▶ **DATASET RECORDS**:
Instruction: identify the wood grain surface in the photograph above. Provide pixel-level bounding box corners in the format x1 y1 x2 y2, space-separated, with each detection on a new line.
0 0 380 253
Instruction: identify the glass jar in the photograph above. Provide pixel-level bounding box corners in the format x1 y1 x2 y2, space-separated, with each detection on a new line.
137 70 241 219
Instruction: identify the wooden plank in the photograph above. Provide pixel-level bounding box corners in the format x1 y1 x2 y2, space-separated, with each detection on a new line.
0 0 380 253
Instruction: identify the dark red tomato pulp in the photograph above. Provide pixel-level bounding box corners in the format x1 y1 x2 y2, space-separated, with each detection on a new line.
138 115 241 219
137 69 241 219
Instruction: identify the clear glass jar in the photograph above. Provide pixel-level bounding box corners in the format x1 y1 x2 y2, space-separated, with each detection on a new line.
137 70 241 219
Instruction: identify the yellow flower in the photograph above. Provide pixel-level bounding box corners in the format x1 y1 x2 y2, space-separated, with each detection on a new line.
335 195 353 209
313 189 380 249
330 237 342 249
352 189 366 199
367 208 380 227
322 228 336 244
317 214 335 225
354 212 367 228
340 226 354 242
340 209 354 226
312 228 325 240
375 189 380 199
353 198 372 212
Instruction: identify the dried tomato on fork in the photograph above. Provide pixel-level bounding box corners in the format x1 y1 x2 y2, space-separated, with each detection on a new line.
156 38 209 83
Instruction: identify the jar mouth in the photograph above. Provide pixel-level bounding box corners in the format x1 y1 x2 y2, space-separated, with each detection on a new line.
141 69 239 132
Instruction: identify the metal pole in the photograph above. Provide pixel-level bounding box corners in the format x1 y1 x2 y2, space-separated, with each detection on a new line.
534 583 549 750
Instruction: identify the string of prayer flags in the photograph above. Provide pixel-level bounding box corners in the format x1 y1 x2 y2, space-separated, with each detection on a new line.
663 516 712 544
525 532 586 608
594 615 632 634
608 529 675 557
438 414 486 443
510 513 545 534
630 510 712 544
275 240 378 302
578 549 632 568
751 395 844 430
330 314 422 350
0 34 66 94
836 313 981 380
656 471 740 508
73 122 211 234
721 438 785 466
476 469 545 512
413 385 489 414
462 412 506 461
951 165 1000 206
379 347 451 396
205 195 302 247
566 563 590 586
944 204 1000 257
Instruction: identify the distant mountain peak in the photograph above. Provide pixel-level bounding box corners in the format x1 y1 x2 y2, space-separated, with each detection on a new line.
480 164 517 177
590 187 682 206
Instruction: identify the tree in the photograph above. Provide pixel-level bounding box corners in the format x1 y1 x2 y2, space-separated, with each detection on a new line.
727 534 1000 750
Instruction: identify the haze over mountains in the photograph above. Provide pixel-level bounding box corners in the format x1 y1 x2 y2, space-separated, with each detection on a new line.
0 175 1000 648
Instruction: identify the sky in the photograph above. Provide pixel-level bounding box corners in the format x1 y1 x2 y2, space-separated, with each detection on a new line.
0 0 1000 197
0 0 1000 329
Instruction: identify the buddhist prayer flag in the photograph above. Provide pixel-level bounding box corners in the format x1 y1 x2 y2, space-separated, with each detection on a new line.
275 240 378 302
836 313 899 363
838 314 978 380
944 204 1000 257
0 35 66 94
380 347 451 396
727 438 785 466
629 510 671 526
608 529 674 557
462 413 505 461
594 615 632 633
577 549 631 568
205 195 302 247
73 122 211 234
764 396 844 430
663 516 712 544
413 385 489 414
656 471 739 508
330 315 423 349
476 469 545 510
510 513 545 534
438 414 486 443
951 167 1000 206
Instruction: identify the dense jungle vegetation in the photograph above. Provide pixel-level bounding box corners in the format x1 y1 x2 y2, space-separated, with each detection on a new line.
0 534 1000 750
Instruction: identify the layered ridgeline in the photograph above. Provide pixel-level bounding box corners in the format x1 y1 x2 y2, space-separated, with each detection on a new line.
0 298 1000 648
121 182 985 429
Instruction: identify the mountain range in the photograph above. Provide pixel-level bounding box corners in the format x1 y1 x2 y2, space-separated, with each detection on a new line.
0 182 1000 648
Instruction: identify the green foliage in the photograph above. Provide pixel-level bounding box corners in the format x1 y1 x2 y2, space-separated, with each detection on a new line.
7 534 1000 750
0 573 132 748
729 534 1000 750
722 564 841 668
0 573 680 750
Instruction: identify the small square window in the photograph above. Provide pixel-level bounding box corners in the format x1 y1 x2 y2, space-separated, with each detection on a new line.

▶ **WHAT YOU WILL DO**:
From the records above, pull out every line that contains the word "glass", and copy each one in full. Case counts.

▶ **TASK OUTPUT**:
Instruction: identify the glass jar in the photograph above. Provide pixel-level bounding box corners in the format x1 y1 x2 y2, space-separated, with each detection on a new line.
Instruction: identify the clear glass jar in the photograph above. Provide pixel-level bounding box corners in the format x1 y1 x2 y2, space-separated, with each detection on a new line.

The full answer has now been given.